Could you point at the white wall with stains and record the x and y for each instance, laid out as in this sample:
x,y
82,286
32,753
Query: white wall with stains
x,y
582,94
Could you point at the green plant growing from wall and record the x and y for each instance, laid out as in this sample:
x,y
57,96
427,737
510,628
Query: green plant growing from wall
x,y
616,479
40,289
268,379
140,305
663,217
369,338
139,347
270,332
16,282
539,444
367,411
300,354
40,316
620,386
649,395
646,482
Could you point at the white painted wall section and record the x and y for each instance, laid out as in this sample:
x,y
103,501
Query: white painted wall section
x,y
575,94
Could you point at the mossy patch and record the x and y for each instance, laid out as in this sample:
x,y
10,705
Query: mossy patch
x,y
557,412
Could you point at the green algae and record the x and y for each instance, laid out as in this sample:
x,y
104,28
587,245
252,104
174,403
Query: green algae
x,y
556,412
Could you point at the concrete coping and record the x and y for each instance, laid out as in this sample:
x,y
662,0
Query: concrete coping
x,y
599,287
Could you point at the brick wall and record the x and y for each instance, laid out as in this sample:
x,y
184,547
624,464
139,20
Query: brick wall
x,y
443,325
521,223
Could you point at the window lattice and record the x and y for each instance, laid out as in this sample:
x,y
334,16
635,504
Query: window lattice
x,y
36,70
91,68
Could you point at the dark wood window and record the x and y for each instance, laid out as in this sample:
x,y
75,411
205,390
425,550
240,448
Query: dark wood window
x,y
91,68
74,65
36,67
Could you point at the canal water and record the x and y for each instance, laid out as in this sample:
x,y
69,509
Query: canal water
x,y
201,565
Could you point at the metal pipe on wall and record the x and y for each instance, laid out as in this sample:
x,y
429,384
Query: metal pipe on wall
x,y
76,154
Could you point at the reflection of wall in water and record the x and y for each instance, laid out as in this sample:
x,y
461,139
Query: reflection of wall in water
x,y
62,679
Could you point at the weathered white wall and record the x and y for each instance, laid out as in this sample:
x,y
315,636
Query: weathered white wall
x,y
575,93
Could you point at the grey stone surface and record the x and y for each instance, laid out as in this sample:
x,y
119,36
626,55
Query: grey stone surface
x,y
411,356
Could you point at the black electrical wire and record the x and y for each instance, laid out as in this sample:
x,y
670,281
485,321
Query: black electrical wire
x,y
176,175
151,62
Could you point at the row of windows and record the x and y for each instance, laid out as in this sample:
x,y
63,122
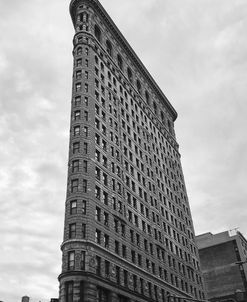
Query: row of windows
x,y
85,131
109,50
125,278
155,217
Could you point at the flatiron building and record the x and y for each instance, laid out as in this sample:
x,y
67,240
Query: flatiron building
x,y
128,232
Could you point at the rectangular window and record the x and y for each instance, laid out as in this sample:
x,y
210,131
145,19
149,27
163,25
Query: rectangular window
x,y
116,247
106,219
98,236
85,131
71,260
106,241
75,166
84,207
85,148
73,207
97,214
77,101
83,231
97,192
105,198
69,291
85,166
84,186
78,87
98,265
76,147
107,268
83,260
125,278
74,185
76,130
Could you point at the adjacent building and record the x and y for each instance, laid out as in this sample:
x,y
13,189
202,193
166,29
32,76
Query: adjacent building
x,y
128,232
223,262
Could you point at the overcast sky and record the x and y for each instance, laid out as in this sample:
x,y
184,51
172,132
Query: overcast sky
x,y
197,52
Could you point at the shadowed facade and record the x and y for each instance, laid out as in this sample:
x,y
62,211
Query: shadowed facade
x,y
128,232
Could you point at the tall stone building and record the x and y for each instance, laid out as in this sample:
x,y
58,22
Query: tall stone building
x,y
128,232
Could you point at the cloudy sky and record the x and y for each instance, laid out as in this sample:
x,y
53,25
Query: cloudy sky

========================================================================

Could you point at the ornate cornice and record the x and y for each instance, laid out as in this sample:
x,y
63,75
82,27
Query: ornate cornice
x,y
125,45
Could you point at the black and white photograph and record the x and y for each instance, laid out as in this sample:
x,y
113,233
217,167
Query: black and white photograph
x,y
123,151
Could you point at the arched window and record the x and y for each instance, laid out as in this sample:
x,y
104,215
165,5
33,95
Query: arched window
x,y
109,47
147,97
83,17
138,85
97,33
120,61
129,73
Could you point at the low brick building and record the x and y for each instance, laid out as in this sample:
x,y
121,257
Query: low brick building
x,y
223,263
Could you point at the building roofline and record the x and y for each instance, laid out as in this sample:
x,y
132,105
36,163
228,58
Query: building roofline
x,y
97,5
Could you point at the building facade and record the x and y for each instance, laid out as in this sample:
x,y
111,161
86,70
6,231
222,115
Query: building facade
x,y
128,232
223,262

========================================================================

| Work task |
Within the listing above, the range opens at the line with "Could you point at the white wall" and closes at the line with "Could you point at the canal". Reproduce exactly the lines of that range, including both ends.

| Solution |
Could you point at the white wall with stains and record the x and y for each instance, laid out as in this sample:
x,y
82,286
32,753
Query: white wall with stains
x,y
582,94
Could you point at the green plant growing from wall and record the x and y for each instance, laid out as in this sample:
x,y
57,96
427,737
510,628
Query: green plant growing from wall
x,y
616,479
40,289
268,379
140,305
663,217
369,338
139,347
270,332
16,282
539,444
367,411
300,354
40,316
620,386
649,395
646,482
Could you point at the white painted wall section and record the x and y for each instance, laid out as in this sample:
x,y
103,501
Query: white painted wall section
x,y
575,94
Could you point at the mossy patch and record the x and y for each instance, laid out as in this sample:
x,y
10,705
Query: mossy patch
x,y
557,412
Could you point at the green algae and record the x and y for each instance, laid out as in this sample:
x,y
104,28
587,245
252,104
174,403
Query: green algae
x,y
556,412
Could you point at the concrete coping and record the x and y for each instance, laid out as in this sample:
x,y
662,0
Query: concrete coping
x,y
599,287
Could you point at the brick wall and record the x and y for each instance, laid out as in this sample:
x,y
184,547
624,464
139,20
Query: brick wall
x,y
443,325
521,223
Could you point at the window lattice and record the x and y for each instance, laid out as in this sample:
x,y
334,16
635,504
Query: window lattice
x,y
36,70
91,68
Could you point at the dark wood window and record the x and y for each instance, laid out as in this sample:
x,y
75,411
205,390
425,550
240,448
Query: dark wood window
x,y
91,68
74,65
36,67
Could you point at the canal water and record the x and y for each instance, laid out as in this sample:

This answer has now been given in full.